==== EXCERPTED RECORDS ====

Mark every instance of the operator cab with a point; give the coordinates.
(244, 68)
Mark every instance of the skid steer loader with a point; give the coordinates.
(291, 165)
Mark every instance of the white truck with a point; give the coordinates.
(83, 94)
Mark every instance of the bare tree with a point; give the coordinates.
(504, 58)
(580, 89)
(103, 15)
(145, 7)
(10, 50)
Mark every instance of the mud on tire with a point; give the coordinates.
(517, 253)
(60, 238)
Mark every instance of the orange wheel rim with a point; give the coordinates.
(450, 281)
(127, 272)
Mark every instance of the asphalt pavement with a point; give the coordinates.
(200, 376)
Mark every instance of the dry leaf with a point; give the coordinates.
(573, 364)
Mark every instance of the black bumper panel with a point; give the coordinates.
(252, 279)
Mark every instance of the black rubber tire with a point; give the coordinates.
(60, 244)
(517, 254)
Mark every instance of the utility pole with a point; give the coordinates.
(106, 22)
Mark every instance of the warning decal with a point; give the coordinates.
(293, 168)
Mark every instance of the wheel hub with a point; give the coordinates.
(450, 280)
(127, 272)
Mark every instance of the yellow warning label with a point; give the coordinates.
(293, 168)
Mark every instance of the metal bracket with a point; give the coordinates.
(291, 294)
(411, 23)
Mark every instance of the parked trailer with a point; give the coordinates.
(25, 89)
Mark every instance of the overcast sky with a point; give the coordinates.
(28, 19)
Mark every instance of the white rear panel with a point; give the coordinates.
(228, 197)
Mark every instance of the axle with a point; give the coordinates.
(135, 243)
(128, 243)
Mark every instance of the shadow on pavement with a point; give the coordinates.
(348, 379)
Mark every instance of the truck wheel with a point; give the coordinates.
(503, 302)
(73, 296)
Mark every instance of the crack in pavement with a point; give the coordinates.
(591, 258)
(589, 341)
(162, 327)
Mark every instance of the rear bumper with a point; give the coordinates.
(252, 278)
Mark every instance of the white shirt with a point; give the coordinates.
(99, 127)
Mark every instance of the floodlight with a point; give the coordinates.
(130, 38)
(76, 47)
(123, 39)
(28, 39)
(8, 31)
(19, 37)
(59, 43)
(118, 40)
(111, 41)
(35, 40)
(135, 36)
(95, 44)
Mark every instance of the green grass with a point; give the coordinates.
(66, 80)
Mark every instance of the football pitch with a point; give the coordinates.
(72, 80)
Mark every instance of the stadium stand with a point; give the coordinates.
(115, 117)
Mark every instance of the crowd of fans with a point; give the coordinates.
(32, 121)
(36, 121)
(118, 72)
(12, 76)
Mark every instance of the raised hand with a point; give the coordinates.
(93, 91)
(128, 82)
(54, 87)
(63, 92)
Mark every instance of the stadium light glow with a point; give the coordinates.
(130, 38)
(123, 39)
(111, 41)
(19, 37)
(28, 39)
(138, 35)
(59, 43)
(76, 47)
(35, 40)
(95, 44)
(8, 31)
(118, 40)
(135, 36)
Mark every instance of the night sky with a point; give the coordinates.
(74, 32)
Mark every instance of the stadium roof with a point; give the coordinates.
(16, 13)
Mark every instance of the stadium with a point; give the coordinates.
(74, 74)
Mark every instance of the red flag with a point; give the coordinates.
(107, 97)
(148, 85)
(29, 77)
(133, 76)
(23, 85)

====

What is needed is each line of the data, printed exactly.

▶ [TASK ANSWER]
Mark every instance of the operator cab with a point; give the coordinates.
(244, 68)
Mark every instance of the skid steer loader with a point; give the coordinates.
(291, 165)
Mark every instance of the white truck with a point; give the coordinates.
(83, 94)
Mark every instance of the bare tree with a point; give the coordinates.
(504, 58)
(580, 89)
(103, 15)
(145, 7)
(10, 50)
Mark every instance of the mud on tire with a point; give the coordinates.
(517, 253)
(60, 238)
Mark every instance of the orange wheel rim with a point; give the coordinates.
(450, 281)
(127, 272)
Mark every instance of the asphalt pavement with a point; give the coordinates.
(200, 376)
Mark every instance of the dry leaf with a point; give the coordinates.
(573, 364)
Mark every instance of the black bumper panel with a point; give the coordinates.
(252, 279)
Mark every instance of the black rubber tire with a point; give the coordinates.
(60, 244)
(517, 254)
Mark every instance of the utility pole with a point; give the coordinates.
(106, 22)
Mark every instance of the warning decal with a point; give the coordinates.
(293, 168)
Mark every instance of the wheel hub with a point; give the coordinates.
(450, 280)
(127, 272)
Mark every instance of the yellow warning label with a point; give the coordinates.
(293, 168)
Mark every instance of the metal bracket with a point; give the coordinates.
(291, 294)
(411, 23)
Mark every instance of the parked trailer with a point; give the coordinates.
(25, 89)
Mark every instance of the overcast sky with a point; give the coordinates.
(28, 19)
Mark every instance of the white rear panel with a point; give the coordinates.
(228, 197)
Mark every instance of the axle with a point; give the coordinates.
(135, 243)
(128, 243)
Mark every instance of the shadow on pavement with a point; give the coordinates.
(348, 379)
Mark every instance of the truck wheel with a point; give the coordinates.
(503, 302)
(73, 296)
Mark every instance of the crack in pavement with a point; give the coordinates.
(591, 258)
(589, 341)
(162, 327)
Mark every instance of the rear bumper with a point; give the coordinates.
(252, 278)
Mark every instance of the white shirt with a point; give the coordinates.
(99, 127)
Mark every instance of the floodlight with a point; give the coordinates.
(130, 38)
(76, 47)
(123, 39)
(28, 39)
(8, 31)
(19, 37)
(59, 43)
(118, 40)
(111, 41)
(35, 40)
(135, 36)
(95, 44)
Mark every instance of the green grass with a point; give the coordinates.
(66, 80)
Mark every instance of the football pitch with a point; give the coordinates.
(72, 80)
Mark every instance of the stadium stand with a point; give the coordinates.
(115, 117)
Mark every instance of the crowd of fans with a point; give the coordinates.
(32, 121)
(36, 121)
(118, 72)
(12, 76)
Mark every instance of the raised hand with a point; give the coordinates.
(93, 91)
(128, 82)
(54, 87)
(63, 92)
Mark every instance of the stadium light glow with a point; give the coordinates.
(130, 38)
(123, 39)
(111, 41)
(19, 37)
(28, 39)
(138, 35)
(59, 43)
(76, 47)
(35, 40)
(95, 44)
(8, 31)
(118, 40)
(135, 36)
Mark every instance of the night sky with a point; give the coordinates.
(74, 32)
Mark every instance of the stadium roof with a point; give the coordinates.
(16, 13)
Mark every instance of the stadium with a point; give the coordinates.
(74, 74)
Mark every instance of the red flag with a point; give the coordinates.
(107, 97)
(148, 85)
(29, 77)
(133, 76)
(23, 85)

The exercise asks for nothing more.